◆ READING PASSAGE ◆

# # # # #

Anger, Goat Pee, and a Recycle Bin

Last night I kindly ask the boys to put things in the recycle so it would be ready in the morning.  My oldest came running into the house wanting me to be “nerdy” and look at this dead wasp he had found on the deck.   I looked at the wasp but then realized the boys had still not finished the job….it started to brew inside and I said can’t you even finish a simple task, as I went to put a piece of box in the bin.   Then it happened I opened the bin in disgust only to find my other boy stuffed inside JUMPING to scare me.  I jumped back like a wimp and slammed the lid on him.   Anger subsided and they finished the job.

It reminded me of a story from 6 years ago when I was in graduate school when a new running group had been established at WSU’s Irrigated Agriculture Research and Extension Center in Prosser, WA.  On any given day there was the potential of 4 or more runners heading out for a nice lunch run around the roads of the beautiful Yakima Valley.

On one of those days everyone’s schedules was a little different making running alone necessary.  The thing about our running routes was the amount of dogs who like to come and greet us alone the way.  Depending on the day we would each take turns yelling at or rushing the dogs giving them the scare of their lives…or at least reminding them they make us nervous.

# # # # #

◆ EXERCISES TO COMPLETE ◆
A – Translate this sentence from the recycle bin story into Spanish: "Anger subsided and they finished the job."
B – Carry on the recycle bin story, picking up right after its final sentence.
The records have nothing to do with the recycle bin story.

# # # # #

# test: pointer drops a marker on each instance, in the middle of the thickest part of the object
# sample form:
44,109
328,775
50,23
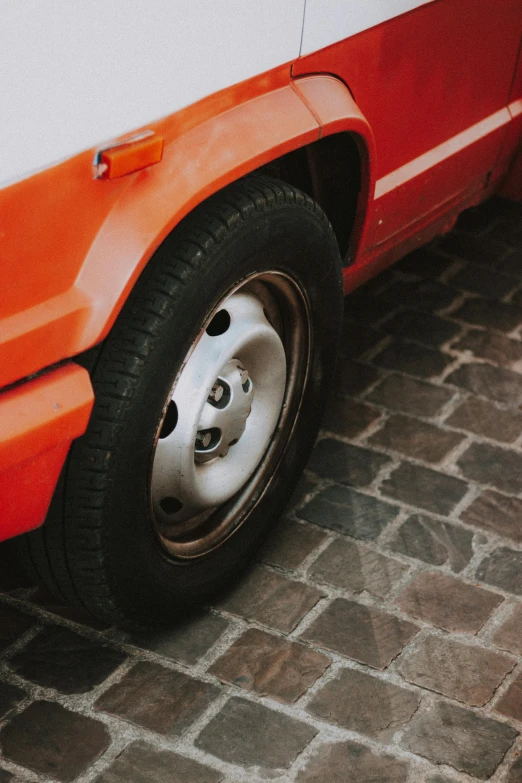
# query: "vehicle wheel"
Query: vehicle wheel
209,394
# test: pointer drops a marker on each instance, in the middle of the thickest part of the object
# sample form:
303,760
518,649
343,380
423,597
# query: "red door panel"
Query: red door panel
441,71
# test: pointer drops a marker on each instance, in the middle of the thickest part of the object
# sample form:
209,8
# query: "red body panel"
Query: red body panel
420,80
38,421
433,99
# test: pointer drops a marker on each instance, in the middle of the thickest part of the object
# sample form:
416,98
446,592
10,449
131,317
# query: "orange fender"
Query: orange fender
88,240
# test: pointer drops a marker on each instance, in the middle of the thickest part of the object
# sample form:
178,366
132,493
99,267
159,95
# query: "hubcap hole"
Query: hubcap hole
170,420
219,324
171,505
220,395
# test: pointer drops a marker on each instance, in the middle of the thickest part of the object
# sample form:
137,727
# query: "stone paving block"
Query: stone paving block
510,703
465,673
495,383
425,262
354,567
479,280
360,632
253,735
412,359
434,542
488,464
348,762
419,486
509,635
357,339
50,603
489,314
430,330
271,600
452,735
348,417
347,511
12,625
496,514
415,439
12,576
346,464
305,485
424,294
142,763
512,264
359,702
353,378
502,568
60,659
51,740
362,306
484,418
408,395
187,641
270,666
448,603
157,699
487,252
10,696
290,543
496,348
515,772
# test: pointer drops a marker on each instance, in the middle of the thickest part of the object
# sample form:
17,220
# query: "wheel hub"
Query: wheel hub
221,414
225,413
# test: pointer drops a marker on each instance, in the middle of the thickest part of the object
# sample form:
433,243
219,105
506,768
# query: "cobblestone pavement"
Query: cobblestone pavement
379,638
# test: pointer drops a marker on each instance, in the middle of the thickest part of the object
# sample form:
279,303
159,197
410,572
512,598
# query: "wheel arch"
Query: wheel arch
298,128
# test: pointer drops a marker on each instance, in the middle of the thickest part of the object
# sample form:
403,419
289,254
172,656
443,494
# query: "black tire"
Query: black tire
99,548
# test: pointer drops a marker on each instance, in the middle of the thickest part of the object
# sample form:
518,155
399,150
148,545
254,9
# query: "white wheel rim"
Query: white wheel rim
245,367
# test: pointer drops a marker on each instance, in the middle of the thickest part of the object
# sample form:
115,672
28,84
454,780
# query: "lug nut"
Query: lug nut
203,439
216,393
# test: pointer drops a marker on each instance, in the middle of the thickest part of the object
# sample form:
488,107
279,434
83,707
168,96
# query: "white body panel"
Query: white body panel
330,21
76,73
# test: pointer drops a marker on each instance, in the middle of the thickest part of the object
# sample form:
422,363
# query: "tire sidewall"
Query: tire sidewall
290,238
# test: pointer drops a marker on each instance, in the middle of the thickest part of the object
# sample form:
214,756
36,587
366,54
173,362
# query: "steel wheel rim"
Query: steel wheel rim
201,491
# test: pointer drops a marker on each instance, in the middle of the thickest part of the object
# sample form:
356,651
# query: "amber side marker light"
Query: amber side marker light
128,156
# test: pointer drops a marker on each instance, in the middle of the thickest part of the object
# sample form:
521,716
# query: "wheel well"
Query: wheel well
328,170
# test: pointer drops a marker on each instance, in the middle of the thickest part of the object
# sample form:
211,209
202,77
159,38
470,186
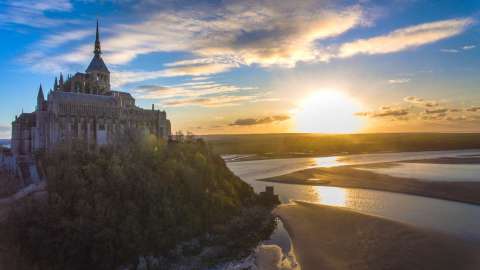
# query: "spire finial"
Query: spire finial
97,50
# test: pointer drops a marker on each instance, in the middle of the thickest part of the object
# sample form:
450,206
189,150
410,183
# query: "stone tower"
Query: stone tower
97,71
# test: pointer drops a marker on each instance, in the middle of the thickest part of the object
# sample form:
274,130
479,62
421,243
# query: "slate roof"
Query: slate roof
82,98
97,64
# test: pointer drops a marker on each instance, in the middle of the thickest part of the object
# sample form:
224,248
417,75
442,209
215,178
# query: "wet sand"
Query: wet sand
350,177
326,237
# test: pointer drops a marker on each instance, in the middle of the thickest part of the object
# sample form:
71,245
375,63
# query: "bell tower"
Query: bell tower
97,71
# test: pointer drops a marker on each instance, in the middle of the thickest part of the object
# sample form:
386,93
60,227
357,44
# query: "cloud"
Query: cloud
259,121
62,38
463,48
421,101
399,81
473,109
385,111
180,91
217,101
198,69
228,35
450,50
436,111
406,38
32,13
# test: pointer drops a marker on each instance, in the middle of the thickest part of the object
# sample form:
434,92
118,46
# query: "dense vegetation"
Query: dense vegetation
106,208
320,144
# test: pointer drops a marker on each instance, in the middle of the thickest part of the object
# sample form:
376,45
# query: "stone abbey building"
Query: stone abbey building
83,107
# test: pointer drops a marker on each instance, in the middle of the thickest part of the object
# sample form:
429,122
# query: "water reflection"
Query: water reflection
326,162
332,196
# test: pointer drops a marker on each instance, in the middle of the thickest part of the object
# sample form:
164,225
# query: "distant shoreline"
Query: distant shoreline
327,237
350,177
251,157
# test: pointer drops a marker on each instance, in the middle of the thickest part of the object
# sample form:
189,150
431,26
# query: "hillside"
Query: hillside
108,208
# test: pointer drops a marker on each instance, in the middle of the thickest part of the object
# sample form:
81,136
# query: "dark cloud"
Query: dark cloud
259,121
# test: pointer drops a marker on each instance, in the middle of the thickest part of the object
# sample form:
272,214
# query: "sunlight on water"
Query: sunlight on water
325,162
331,196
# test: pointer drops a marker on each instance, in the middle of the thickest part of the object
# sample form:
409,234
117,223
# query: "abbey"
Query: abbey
83,107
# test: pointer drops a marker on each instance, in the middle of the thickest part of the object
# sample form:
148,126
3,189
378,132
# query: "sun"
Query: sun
328,112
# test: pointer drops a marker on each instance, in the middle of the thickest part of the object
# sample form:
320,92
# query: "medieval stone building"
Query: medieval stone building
83,107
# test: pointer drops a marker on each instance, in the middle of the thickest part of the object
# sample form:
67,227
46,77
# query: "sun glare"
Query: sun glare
328,112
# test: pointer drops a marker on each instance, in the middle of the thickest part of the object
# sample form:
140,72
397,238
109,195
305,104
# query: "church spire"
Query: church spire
40,99
40,95
97,50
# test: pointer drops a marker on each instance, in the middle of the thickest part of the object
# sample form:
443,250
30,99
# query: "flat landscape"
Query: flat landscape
267,146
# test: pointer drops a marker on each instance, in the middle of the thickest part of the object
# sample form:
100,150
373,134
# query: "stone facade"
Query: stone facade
83,107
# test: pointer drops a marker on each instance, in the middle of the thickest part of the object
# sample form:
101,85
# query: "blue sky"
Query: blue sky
248,66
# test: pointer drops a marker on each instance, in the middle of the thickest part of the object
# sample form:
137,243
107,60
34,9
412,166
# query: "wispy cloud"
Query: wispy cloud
32,13
68,36
469,47
216,101
406,38
385,111
421,102
232,34
200,93
260,121
463,48
399,81
450,50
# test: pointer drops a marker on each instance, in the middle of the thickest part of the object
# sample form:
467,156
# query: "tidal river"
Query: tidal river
455,218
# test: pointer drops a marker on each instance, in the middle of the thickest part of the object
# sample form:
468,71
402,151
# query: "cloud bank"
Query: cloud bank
259,121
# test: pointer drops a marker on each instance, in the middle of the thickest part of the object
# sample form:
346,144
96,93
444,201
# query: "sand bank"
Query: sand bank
327,237
350,177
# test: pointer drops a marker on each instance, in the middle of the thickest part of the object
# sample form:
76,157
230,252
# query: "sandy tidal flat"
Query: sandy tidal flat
326,237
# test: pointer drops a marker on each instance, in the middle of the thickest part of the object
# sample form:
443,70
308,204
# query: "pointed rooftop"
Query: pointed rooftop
40,95
97,64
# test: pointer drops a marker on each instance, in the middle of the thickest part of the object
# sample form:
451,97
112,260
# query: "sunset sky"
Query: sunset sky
258,66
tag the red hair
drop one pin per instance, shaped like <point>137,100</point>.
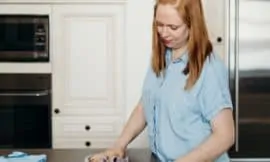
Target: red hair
<point>199,45</point>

# # # # #

◆ RESPONSES ◆
A – La ira se calmó y terminaron la tarea.

B –
That day however, there was no one to help deflect the dog attacks, it was just me.  The beginning of the run was relatively calm with less then normal dog action but all of a sudden one of the usual suspects started running from the front porch to make my leg into his lunch snack.  Normally, the 4 foot fence keeps him at bay but that day (of course when I was alone) he jumped the fence without hesitation coming to hunt me down.  In that moment of panic I could see my new Brooks GTS 10’s being ripped in two and my new Brooks “short shorts” pulled to my ankles tripping me into ball of shame in the middle of the road.  Somewhere out of my inner most soul it came, the loudest, most gnarly exclamation I have ever made “Go Lay Down”.  The dog’s hair rose throughout its back and stopped dead in his tracks retreating to behind the protection of this fence.

In was in that moment of pride and relief I noticed that in the adjacent field the 15 plus goats were eyeing me down and peeing in unison.  (As a former goat owner I have seen this response before)  The urination in fear response is a classic.

With my running gear unharmed and firmly around my waist I finished my run and returned to the world of graduate school with the ever present reminder that my voice and face are capable of making goats pee.

On any given day, especially without protein, Joash in the recycle bin could have turned me towards anger instead laughter.   I have to remember my voice and face are capable of not living James 1:19-22“My dear brothers and sisters, take note of this: Everyone should be quick to listen, slow to speak and slow to become angry,  because human anger does not produce the righteousness that God desires.”

May my anger never reach that point with my kids because that is not how I, as a Dad should ever be remembered.